PAGE =>
########

After recording mitigation by the appellant, the court sentenced the appellant as follows:
“Mitigation noted.
Nevertheless, offence serious.
Accused sentenced to serve 18 months imprisonment for each count 2, 3, 4, 5 (sic). Sentence to run concurrently.”
The appellant did not appeal against the conviction and sentence. He told us that he preferred to serve out that sentence because appeals take long to be heard and as the sentences he was awarded of 18 months in each count were to be served concurrently, it would mean being in prison for about 12 months if remission was granted which would be the same as waiting for one year for the appeal to be heard and finalized. However, his hope was dashed when about seven months into his prison term the superior court called up his file for revision of the sentence.
On 27th June 2006, the record shows that the superior court, in the exercise of its powers under section 362 of the Criminal Procedure Code, called up the subordinate Court’s record for revision in High Court Criminal Revision Case No. 129 of 2006. On that day, the appellant and the State Counsel appeared before the superior court for hearing the matter under revision. After the application for adjournment by both parties, the hearing proper proceeded on 28th June 2006. The main reason for seeking revision was that the sentence awarded by the subordinate court of 18 months imprisonment for each count of being in possession of a firearm without a firearm certificate contrary to section 4(2) (a) of the Firearms Act as read with section 4(3) (a) of the same Act was not legal as the correct sentence provided by the law was a minimum of seven (7) years imprisonment and a maximum of 15 years imprisonment. The learned Judge, after hearing both the State Counsel (Mr. Monda) and the appellant who submitted written submissions and also made oral submissions, set aside the sentence of 18 months awarded by the subordinate court and instead ordered the appellant to serve 8 years imprisonment. In doing so, the learned Judge stated, inter alia, as follows:
“I have considered both the written and oral submissions tendered by the convict, Julius Kareithi Gichuru. I have also taken into account the submissions of Mr. Monda, the learned State Counsel. The discretion on sentence over the offences stated in counts II to IV is limited, in that there is a minimum sentence at 7 years and a maximum fixed at 15 years. The trial Magistrate erred when she pronounced a sentence below the minimum set by law. I am entitled to correct such an error in exercise of my revisionary powers. I have considered the mitigation made on appeal and the mitigation given before the trial court, and I think the convict should serve a sentence of eight (8) years in prison. The end result is that the sentence of 18 months pronounced by the learned Resident Magistrate are set (sic) aside and substituted with a sentence of 8 years imprisonment in each count with effect from the date of sentence. The sentences to run concurrently.”
That is the decision which triggered this appeal. The appellant in his memorandum of appeal and in his address to us emphasized that he had been released under Presidential amnesty and he should not have had his sentence enhanced as he had served it. He also stated that the learned Magistrate erred in convicting him and although he did not appeal to the superior court against his conviction, this Court should revisit the subordinate court’s record and decide on the merit or otherwise of the case that was brought against him and on the basis of which he was convicted. The state on the other had supported the enhancement, arguing that the sentence awarded by the subordinate court was illegal and needed correction.

########

SHORT EXERCISE A =>
In the judgment, under which section of the Criminal Procedure Code did the superior court call up the subordinate court's record for revision?
The records that follow have no connection to the judgment.

########

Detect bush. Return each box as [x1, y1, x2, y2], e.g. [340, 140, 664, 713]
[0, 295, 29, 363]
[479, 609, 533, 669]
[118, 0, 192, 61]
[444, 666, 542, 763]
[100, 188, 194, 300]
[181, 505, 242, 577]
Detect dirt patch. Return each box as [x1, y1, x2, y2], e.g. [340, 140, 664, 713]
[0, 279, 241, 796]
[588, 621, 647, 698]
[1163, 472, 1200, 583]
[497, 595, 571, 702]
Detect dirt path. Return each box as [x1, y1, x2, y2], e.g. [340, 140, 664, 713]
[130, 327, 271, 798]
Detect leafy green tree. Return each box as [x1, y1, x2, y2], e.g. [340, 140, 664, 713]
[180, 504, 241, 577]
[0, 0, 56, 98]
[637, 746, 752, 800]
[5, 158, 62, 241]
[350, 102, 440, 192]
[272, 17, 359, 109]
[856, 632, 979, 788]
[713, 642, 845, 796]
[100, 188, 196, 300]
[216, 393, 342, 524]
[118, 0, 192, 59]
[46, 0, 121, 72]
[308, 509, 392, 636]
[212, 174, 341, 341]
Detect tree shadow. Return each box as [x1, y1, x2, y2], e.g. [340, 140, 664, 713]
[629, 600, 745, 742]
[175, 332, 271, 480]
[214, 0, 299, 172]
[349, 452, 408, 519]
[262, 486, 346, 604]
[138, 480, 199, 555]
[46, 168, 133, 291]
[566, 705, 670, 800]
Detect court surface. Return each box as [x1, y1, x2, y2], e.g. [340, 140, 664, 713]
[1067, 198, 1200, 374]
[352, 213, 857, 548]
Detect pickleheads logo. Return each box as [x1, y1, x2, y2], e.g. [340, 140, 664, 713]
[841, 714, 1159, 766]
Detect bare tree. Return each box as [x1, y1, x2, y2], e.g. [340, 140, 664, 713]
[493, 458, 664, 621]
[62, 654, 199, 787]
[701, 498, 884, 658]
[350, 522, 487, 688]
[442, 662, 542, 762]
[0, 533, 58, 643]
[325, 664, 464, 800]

########

SHORT EXERCISE B =>
Copy the lines of the records verbatim, beginning at the line containing "Detect leafy green" and continuing through the last line of the records.

WRITTEN RESPONSE A =>
Section 362.

WRITTEN RESPONSE B =>
Detect leafy green tree. Return each box as [x1, y1, x2, y2], e.g. [340, 140, 664, 713]
[180, 504, 241, 577]
[0, 0, 56, 98]
[637, 746, 752, 800]
[5, 158, 62, 241]
[350, 102, 440, 192]
[272, 17, 359, 109]
[856, 632, 979, 788]
[713, 642, 845, 796]
[100, 188, 196, 300]
[216, 393, 342, 524]
[118, 0, 192, 59]
[46, 0, 121, 72]
[308, 509, 392, 636]
[212, 174, 341, 341]
Detect tree shadow. Return each box as [x1, y1, x2, y2], e.g. [340, 140, 664, 713]
[629, 600, 745, 742]
[175, 332, 271, 480]
[214, 0, 299, 172]
[349, 452, 408, 519]
[262, 486, 346, 604]
[138, 480, 199, 555]
[46, 168, 133, 291]
[566, 705, 670, 800]
Detect court surface. Return each box as [x1, y1, x2, y2], e.g. [340, 140, 664, 713]
[1067, 198, 1200, 374]
[352, 213, 857, 548]
Detect pickleheads logo. Return each box as [x1, y1, x2, y2], e.g. [340, 140, 664, 713]
[841, 714, 1159, 766]
Detect bare tree. Return each box as [x1, y1, x2, y2], e.g. [340, 140, 664, 713]
[493, 458, 664, 621]
[62, 654, 199, 787]
[701, 498, 884, 658]
[350, 522, 487, 688]
[442, 662, 542, 762]
[0, 533, 58, 643]
[325, 664, 464, 800]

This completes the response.